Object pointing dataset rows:
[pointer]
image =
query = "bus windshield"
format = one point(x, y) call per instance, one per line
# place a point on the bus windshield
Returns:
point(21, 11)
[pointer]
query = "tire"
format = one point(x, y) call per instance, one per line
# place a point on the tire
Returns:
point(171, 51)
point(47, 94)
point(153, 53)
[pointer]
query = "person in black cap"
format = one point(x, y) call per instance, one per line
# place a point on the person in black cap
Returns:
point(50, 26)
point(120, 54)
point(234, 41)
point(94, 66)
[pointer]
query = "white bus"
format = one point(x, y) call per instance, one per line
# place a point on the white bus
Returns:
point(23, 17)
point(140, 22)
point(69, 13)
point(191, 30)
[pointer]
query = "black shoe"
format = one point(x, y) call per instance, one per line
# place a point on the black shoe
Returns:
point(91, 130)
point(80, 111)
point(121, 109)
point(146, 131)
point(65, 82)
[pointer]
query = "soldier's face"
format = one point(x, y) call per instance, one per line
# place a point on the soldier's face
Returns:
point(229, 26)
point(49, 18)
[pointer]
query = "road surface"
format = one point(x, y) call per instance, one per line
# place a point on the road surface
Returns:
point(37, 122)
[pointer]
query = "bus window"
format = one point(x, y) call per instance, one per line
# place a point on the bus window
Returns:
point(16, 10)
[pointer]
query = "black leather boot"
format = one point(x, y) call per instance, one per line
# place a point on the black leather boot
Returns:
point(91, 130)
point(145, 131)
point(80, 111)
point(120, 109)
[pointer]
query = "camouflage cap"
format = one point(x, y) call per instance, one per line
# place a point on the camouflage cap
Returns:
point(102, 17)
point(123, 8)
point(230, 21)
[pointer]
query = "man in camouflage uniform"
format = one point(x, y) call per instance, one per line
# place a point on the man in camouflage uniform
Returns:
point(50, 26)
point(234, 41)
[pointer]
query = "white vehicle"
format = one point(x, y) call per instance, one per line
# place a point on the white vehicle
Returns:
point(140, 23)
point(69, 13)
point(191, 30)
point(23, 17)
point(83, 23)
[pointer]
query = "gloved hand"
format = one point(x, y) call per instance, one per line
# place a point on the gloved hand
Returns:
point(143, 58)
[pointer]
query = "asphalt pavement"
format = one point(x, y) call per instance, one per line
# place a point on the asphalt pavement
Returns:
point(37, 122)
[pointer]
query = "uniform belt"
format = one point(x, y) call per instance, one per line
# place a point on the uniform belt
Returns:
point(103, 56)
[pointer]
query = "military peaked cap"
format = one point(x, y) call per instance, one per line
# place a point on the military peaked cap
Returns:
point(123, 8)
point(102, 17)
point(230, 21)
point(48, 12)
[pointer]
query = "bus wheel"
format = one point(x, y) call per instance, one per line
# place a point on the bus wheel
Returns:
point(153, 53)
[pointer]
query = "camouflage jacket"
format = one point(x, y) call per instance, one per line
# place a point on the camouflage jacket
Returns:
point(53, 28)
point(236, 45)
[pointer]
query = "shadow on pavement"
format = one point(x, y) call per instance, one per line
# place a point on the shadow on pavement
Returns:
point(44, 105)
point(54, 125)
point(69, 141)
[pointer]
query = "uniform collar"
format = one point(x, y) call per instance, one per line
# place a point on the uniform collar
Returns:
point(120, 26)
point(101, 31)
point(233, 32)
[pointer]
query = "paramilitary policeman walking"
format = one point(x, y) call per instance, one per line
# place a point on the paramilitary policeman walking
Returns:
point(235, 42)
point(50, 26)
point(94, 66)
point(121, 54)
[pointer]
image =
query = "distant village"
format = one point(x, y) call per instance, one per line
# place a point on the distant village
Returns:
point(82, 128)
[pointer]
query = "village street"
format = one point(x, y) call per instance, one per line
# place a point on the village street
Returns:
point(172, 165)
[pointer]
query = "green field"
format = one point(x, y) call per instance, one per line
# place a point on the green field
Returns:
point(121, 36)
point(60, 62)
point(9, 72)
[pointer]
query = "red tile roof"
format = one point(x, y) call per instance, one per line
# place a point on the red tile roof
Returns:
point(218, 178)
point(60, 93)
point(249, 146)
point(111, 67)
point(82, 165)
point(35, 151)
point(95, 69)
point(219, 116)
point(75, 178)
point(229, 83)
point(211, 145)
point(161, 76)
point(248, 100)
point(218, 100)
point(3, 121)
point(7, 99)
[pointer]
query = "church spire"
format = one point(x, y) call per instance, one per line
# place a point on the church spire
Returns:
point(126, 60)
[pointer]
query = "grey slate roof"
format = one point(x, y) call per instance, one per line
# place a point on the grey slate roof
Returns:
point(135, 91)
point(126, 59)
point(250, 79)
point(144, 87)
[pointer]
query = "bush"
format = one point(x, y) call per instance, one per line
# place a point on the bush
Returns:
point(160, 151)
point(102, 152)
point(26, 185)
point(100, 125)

Description of the task: How many lines in the listing above contain the string "collar", with case taken into account? Give only the number.

Answer to this problem: 2